→ **Exercise materials**
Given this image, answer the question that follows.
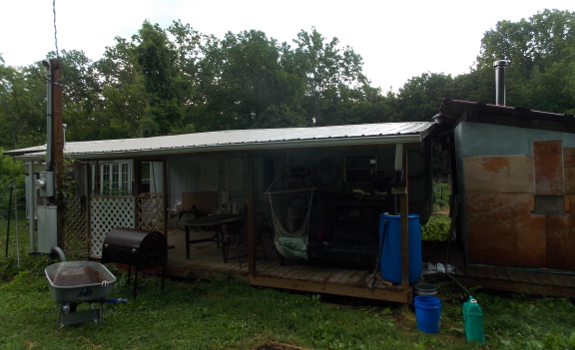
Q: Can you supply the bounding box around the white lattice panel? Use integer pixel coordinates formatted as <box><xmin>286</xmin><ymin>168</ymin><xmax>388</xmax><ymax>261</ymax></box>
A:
<box><xmin>90</xmin><ymin>196</ymin><xmax>136</xmax><ymax>258</ymax></box>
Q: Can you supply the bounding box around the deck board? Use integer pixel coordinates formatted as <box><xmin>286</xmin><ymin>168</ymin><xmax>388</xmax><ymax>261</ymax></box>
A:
<box><xmin>162</xmin><ymin>230</ymin><xmax>575</xmax><ymax>302</ymax></box>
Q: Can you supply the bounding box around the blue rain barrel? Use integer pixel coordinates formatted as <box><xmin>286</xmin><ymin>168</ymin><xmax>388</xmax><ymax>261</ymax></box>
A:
<box><xmin>379</xmin><ymin>214</ymin><xmax>422</xmax><ymax>283</ymax></box>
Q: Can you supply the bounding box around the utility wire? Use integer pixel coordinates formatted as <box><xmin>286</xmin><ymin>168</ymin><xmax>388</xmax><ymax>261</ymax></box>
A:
<box><xmin>52</xmin><ymin>0</ymin><xmax>60</xmax><ymax>61</ymax></box>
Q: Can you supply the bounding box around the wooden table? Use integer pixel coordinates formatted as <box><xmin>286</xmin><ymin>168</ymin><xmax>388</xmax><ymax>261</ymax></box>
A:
<box><xmin>183</xmin><ymin>214</ymin><xmax>243</xmax><ymax>262</ymax></box>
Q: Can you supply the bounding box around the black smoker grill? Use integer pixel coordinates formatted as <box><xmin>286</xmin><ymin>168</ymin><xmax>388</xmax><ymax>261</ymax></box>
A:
<box><xmin>102</xmin><ymin>227</ymin><xmax>167</xmax><ymax>299</ymax></box>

→ **Exercise requirements**
Copy out all of the material above, swapping every "supply" for "give" and changing nothing else. Leave the pictures out.

→ **Answer to the exercise**
Given this image, answer the question that follows.
Q: Can you give the bounding box around the white lattice panel? Use integer pixel coordinates formatted as <box><xmin>286</xmin><ymin>168</ymin><xmax>388</xmax><ymax>261</ymax></box>
A:
<box><xmin>90</xmin><ymin>196</ymin><xmax>136</xmax><ymax>258</ymax></box>
Q: Can you give the bounding box around the deck board? Use integer pixel coordinates formatted as <box><xmin>286</xmin><ymin>168</ymin><xmax>388</xmax><ymax>261</ymax></box>
A:
<box><xmin>162</xmin><ymin>230</ymin><xmax>575</xmax><ymax>302</ymax></box>
Q: Can you give the bounding box around the blue rain barrel? Use integer pixel coordinates formatted as <box><xmin>286</xmin><ymin>168</ymin><xmax>388</xmax><ymax>261</ymax></box>
A:
<box><xmin>379</xmin><ymin>214</ymin><xmax>422</xmax><ymax>283</ymax></box>
Q: Can you give the bounding box around the utility wire? Use integer pixel coordinates formatted as <box><xmin>286</xmin><ymin>168</ymin><xmax>388</xmax><ymax>261</ymax></box>
A:
<box><xmin>52</xmin><ymin>0</ymin><xmax>60</xmax><ymax>61</ymax></box>
Q: Can you give the bounding box around the wooden table? Use integer pixel coordinates formatted as <box><xmin>286</xmin><ymin>168</ymin><xmax>388</xmax><ymax>261</ymax></box>
A:
<box><xmin>183</xmin><ymin>214</ymin><xmax>243</xmax><ymax>262</ymax></box>
Q: Can you give the bounding box around the black smoker grill? Use integer pixel coordinates formatted as <box><xmin>286</xmin><ymin>168</ymin><xmax>388</xmax><ymax>261</ymax></box>
A:
<box><xmin>102</xmin><ymin>227</ymin><xmax>167</xmax><ymax>299</ymax></box>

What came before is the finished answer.